WHAT TO WORK ON = Skip every line before the one containing "In this exercise you will mark the brown", then copy that line and the rest of the entries below exactly, through the last line.

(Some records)

===============

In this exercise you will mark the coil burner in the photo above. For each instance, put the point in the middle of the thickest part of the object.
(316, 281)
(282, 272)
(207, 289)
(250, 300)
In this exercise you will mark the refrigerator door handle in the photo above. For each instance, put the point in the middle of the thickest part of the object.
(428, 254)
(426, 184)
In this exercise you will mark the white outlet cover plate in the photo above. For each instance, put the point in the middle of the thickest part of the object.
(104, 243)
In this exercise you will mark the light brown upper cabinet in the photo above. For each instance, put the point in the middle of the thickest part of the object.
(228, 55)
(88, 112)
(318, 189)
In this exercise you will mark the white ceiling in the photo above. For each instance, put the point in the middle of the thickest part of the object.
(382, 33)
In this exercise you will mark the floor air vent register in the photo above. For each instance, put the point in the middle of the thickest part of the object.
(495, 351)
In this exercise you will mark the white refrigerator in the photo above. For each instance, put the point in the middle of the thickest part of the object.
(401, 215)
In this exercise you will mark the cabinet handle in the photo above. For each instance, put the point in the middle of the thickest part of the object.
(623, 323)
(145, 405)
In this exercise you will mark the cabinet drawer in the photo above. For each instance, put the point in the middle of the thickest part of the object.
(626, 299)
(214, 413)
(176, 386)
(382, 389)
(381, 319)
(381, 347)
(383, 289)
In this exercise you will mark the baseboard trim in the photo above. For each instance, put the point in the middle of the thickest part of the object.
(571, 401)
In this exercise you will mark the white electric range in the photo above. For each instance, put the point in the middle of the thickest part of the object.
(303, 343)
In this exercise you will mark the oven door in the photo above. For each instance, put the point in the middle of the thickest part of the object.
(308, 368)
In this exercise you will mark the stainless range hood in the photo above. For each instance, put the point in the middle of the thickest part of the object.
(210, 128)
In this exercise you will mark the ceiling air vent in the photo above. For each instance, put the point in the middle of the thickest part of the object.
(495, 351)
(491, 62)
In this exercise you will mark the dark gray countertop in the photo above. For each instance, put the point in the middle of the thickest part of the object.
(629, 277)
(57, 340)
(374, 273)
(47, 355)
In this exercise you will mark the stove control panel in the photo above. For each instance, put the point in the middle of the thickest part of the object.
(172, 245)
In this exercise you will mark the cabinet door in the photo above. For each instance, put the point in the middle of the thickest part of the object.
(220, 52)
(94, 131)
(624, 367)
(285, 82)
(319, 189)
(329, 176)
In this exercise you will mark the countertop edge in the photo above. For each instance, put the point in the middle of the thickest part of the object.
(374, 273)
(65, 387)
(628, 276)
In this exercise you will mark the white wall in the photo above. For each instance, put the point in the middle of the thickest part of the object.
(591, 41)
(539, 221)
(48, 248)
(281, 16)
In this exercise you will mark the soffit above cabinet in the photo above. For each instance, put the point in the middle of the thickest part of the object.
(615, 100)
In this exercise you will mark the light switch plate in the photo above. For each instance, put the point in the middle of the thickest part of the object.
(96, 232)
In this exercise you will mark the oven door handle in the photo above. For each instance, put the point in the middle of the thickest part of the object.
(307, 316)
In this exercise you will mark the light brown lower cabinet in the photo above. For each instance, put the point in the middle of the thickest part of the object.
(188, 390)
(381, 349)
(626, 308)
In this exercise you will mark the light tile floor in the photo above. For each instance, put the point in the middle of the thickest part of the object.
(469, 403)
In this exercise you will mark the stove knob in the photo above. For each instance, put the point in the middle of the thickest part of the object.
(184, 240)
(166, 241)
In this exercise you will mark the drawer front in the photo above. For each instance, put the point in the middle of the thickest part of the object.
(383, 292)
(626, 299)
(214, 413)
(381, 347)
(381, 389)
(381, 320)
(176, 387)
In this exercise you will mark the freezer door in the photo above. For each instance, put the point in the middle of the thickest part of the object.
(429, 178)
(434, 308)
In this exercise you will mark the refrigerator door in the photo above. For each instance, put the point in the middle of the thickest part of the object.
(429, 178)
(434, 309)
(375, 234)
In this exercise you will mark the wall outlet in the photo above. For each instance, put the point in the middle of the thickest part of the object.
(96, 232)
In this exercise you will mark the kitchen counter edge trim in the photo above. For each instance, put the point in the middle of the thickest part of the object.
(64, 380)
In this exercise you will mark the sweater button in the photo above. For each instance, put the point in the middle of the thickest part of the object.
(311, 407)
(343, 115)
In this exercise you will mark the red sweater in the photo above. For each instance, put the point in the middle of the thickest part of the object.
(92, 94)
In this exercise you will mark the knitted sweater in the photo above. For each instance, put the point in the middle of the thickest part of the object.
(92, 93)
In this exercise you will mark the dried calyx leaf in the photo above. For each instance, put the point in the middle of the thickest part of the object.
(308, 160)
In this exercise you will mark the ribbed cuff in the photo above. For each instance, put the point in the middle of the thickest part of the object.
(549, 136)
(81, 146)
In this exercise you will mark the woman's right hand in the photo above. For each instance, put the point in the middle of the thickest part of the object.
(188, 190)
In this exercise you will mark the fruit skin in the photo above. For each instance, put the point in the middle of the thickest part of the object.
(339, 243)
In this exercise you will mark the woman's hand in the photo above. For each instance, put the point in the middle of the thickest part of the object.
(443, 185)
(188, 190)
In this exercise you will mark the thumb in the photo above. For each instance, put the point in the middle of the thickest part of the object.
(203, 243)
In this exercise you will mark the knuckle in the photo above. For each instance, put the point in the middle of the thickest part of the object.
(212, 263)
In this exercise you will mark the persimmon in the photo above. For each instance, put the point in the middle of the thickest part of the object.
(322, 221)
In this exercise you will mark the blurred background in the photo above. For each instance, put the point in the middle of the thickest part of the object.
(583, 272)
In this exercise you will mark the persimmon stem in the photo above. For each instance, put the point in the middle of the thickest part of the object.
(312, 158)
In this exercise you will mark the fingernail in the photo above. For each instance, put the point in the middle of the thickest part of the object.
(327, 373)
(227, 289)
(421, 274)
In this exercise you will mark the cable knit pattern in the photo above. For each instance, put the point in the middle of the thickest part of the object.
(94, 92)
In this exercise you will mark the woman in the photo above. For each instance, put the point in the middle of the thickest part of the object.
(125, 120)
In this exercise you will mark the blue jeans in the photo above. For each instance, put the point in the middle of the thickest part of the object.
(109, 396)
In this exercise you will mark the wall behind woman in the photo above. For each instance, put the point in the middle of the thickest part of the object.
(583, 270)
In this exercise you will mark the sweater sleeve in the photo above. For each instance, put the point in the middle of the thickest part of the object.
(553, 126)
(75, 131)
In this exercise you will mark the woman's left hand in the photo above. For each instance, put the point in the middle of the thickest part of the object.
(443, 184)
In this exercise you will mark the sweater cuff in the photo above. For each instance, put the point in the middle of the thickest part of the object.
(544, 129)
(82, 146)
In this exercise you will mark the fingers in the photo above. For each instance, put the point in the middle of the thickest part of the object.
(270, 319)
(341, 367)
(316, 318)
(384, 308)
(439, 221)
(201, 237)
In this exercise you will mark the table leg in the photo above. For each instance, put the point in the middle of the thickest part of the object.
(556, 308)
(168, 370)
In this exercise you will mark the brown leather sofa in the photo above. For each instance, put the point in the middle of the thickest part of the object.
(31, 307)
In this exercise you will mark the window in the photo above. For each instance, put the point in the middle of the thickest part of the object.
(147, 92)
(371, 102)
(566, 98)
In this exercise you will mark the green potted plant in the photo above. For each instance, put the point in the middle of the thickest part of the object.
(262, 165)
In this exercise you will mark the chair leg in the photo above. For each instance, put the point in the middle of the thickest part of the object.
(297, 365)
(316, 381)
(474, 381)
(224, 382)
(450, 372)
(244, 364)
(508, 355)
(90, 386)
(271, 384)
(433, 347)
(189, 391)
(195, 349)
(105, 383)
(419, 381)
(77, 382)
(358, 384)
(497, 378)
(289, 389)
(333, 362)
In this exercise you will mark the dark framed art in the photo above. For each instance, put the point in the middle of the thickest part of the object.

===============

CORRECT RESPONSE =
In this exercise you will mark the brown leather sofa in the photo above. For each instance, put the point in the middle of the thickest part of the object.
(31, 307)
In this exercise you will mark the window in the photo above. For each instance, put the point in the middle of the thickest part of the object.
(147, 92)
(371, 102)
(566, 98)
In this exercise you will mark the green potted plant in the photo above. For each instance, put the point in the middle of the thickest part of the object.
(262, 165)
In this exercise you will mark the chair leg in the photo above. For each instance, put the point in the middle of the thickest part of the object.
(297, 365)
(316, 381)
(474, 381)
(224, 382)
(450, 372)
(244, 364)
(508, 355)
(90, 386)
(271, 384)
(433, 347)
(189, 391)
(195, 349)
(105, 383)
(419, 381)
(77, 382)
(358, 384)
(497, 378)
(289, 389)
(333, 362)
In this exercise you will mark the dark framed art in the photo above. For each instance, put the point in the middle of the thickest part of the object.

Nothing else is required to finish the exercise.